BEGIN SUPPLIED MATERIAL

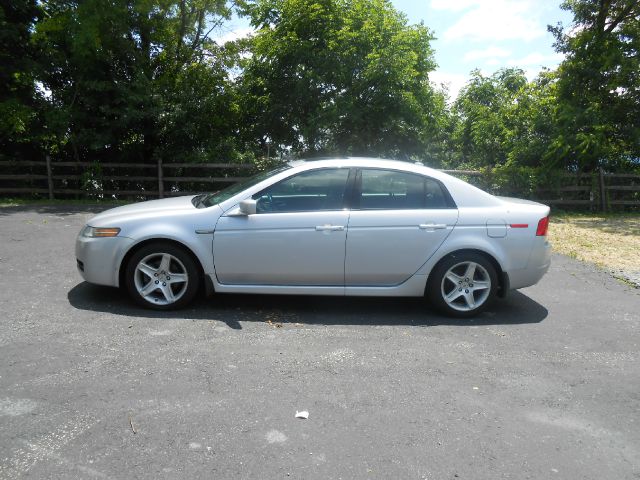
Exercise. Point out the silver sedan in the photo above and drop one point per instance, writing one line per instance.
(364, 227)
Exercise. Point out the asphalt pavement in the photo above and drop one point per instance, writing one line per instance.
(544, 385)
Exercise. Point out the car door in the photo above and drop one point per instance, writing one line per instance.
(297, 237)
(398, 220)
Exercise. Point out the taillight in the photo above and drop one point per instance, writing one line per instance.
(543, 226)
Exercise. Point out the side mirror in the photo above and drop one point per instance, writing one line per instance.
(248, 207)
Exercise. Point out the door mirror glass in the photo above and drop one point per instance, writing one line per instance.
(248, 207)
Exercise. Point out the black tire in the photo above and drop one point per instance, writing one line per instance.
(161, 287)
(465, 299)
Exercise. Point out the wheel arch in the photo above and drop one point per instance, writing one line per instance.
(503, 277)
(134, 248)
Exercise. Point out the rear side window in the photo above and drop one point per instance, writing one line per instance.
(393, 190)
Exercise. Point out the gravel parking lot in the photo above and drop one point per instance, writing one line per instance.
(544, 385)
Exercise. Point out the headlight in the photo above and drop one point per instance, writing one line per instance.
(100, 232)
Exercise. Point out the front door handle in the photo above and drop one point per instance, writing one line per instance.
(329, 228)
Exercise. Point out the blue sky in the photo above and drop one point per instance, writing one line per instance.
(487, 34)
(484, 34)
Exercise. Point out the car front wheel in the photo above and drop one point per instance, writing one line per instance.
(462, 285)
(162, 276)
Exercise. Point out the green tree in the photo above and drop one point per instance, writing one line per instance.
(19, 99)
(505, 120)
(599, 85)
(338, 77)
(136, 80)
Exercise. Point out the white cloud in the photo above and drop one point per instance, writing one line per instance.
(490, 53)
(493, 20)
(537, 60)
(453, 81)
(233, 35)
(453, 5)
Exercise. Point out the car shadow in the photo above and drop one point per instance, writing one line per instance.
(233, 309)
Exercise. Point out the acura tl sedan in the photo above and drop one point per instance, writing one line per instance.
(363, 227)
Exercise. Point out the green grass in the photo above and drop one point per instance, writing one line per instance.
(610, 240)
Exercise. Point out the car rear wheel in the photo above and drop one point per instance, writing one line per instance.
(462, 285)
(162, 276)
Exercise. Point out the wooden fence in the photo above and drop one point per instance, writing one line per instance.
(65, 180)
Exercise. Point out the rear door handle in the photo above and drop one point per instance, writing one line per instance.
(329, 228)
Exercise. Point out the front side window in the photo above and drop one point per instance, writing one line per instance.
(393, 190)
(314, 190)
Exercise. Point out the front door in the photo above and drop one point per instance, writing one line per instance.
(297, 237)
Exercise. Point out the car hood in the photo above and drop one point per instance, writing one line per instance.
(152, 208)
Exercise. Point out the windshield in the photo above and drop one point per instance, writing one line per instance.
(211, 199)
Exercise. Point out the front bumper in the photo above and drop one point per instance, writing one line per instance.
(98, 259)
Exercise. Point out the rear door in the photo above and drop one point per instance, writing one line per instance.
(398, 221)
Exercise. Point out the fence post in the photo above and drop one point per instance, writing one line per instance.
(603, 191)
(160, 180)
(49, 177)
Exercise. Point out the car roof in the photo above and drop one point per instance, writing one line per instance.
(462, 192)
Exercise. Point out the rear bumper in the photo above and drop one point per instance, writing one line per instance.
(538, 264)
(98, 259)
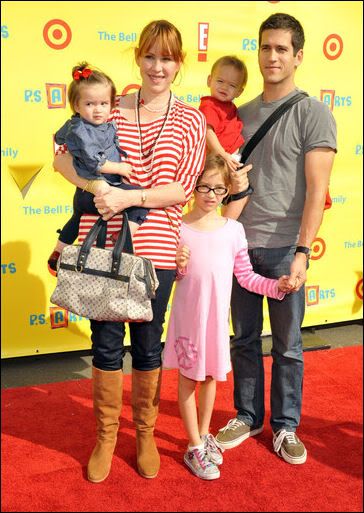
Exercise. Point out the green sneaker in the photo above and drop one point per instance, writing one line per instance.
(234, 433)
(287, 445)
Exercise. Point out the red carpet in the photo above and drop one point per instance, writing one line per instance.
(48, 434)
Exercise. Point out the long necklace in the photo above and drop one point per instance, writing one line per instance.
(137, 115)
(150, 109)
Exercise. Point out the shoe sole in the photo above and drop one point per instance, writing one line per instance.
(205, 477)
(293, 460)
(238, 441)
(52, 272)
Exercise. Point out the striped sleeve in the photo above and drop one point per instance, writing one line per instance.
(194, 154)
(250, 280)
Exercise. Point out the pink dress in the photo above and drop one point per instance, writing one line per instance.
(197, 340)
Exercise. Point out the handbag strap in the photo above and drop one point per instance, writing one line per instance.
(124, 235)
(268, 123)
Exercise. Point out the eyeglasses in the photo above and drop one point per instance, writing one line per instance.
(205, 189)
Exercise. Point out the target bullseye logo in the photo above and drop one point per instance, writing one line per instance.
(130, 87)
(57, 34)
(318, 248)
(359, 289)
(333, 47)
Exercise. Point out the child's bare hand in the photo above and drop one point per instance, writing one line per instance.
(101, 187)
(284, 285)
(125, 169)
(231, 162)
(183, 256)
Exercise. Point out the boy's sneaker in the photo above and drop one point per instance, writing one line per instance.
(213, 451)
(198, 462)
(52, 263)
(234, 433)
(287, 445)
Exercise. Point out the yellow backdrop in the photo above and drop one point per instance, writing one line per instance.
(41, 41)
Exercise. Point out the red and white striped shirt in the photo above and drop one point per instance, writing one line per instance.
(178, 156)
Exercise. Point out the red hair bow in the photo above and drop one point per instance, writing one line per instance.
(85, 73)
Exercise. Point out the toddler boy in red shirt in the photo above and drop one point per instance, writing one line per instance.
(227, 81)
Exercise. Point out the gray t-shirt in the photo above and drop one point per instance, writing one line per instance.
(272, 217)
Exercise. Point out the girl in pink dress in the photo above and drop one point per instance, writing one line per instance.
(212, 249)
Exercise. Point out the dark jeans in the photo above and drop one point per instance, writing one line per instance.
(83, 203)
(286, 317)
(108, 337)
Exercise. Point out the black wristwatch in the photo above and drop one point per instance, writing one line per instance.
(238, 195)
(303, 249)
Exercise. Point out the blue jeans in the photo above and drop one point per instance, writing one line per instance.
(145, 337)
(286, 317)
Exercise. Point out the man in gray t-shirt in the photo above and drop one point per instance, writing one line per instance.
(290, 177)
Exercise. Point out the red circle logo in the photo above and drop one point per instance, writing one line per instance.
(129, 88)
(333, 47)
(318, 248)
(57, 34)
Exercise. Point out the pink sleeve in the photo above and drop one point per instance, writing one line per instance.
(252, 281)
(194, 152)
(181, 273)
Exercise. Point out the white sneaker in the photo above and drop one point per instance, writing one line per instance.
(214, 453)
(198, 462)
(287, 445)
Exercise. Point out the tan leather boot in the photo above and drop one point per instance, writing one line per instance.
(145, 403)
(107, 395)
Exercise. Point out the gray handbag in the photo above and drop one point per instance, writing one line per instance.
(105, 284)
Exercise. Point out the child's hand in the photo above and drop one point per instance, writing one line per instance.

END SUPPLIED MATERIAL

§ WRITTEN REQUEST
Starting at the line that contains "Exercise. Point out the black wristwatch", write out every line to the end of the entries, exactly as given.

§ EXERCISE RESULT
Exercise. Point out the black wristwatch in the photo above and drop one point per instance, writing one line per instance.
(238, 195)
(303, 249)
Exercise. Point out the blue jeans in the photo above and drop one point per instance, writing one line per instance.
(145, 337)
(286, 317)
Exercise. Point out the man in gray t-shirt in the photo above and drop one point per instance, writing one line per instance.
(290, 177)
Exercise. Point out the red circle logo in the photo above and drop one point per instance, writing one line per instance.
(129, 88)
(333, 47)
(318, 248)
(57, 34)
Exercise. Point out the pink sleeve in the photo above and drop one point per instance, writing one line per instance.
(252, 281)
(194, 152)
(181, 273)
Exercise. Point out the white sneaker in the photo above and drop one point per instance, writing one line per instance.
(214, 453)
(198, 462)
(287, 445)
Exercise. Point out the tan leather boot in the photo above and drop one point per instance, writing one line per instance.
(145, 403)
(107, 395)
Exercise. Point out the gray handbag in the photo above and drop one point per instance, writing one line per instance.
(105, 284)
Exercise. Point out the child's hand in the photo above and drop one point per instance, writing one line per instance.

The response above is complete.